§ **Short problem A**: Reproduce the passage about identifying objects by small tuples word for word, from "The question is, Would" to "pointer or a tag.".

§ **Selected extract**:
There are some situations in programming where it could be useful to
identify an object not by a single datum such as its address but by a
small tuple which includes the address. For example,
(address, type) for an object
(address, method table ptr) for an object
(address, length) for a string
(address, length) for a subarray or 'slice' of an array
Each of those is a 2-tuple and I think the key requirement is that the compiler would need to ensure that both parts are kept together.
The question is, Would that kind of semantics be helpful or would it
cause more problems than it solves?
This query was prompted by issues raised in the discussion about an
object having a pointer or a tag.
There are some situations in programming where it could be useful to
identify an object not by a single datum such as its address but by a
small tuple which includes the address. For example,
(address, type) for an object
(address, method table ptr) for an object
(address, length) for a string
(address, length) for a subarray or 'slice' of an array
Each of those is a 2-tuple and I think the key requirement is that the compiler would need to ensure that both parts are kept together.
For example, if s is a string then
f(s)
would pass the string's address and length - probably as two separate arguments even though only one appears in the argument list, something
which I believe could be called an 'unboxed tuple'. Further, if # means
to allow modification then
f(#s)
would pass the string's address and length in such a way that either or
both could be modified. Similarly,
return s
would return address and length (which the caller would accept as a unit).

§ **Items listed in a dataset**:

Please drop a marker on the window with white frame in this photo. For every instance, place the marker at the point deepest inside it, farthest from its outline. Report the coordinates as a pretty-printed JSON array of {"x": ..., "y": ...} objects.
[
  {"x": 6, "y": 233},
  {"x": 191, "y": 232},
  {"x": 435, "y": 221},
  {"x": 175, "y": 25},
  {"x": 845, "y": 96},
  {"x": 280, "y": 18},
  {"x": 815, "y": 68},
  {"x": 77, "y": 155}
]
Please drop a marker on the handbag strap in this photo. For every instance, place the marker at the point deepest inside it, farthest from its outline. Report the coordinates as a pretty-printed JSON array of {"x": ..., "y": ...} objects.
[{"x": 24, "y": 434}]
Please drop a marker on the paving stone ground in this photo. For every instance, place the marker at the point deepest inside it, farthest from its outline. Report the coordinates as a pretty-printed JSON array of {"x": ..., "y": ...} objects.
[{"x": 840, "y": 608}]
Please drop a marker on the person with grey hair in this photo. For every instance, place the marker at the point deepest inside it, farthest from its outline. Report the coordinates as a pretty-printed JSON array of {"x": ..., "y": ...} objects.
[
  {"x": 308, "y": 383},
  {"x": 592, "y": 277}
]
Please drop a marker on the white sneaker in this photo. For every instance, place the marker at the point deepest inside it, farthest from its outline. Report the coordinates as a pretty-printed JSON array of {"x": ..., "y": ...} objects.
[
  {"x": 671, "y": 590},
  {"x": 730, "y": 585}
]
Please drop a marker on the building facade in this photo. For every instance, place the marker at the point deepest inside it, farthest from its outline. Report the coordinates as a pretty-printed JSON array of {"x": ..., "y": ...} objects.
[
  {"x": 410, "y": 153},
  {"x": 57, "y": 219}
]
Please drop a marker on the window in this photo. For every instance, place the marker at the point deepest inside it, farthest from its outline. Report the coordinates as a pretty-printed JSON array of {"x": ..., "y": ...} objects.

§ **Short problem B**: Tally the lines of the listing that contain the string "white", matching case exactly, and reply with the number alone.

§ **Written reply A**:
The question is, Would that kind of semantics be helpful or would it
cause more problems than it solves?
This query was prompted by issues raised in the discussion about an
object having a pointer or a tag.

§ **Written reply B**: 2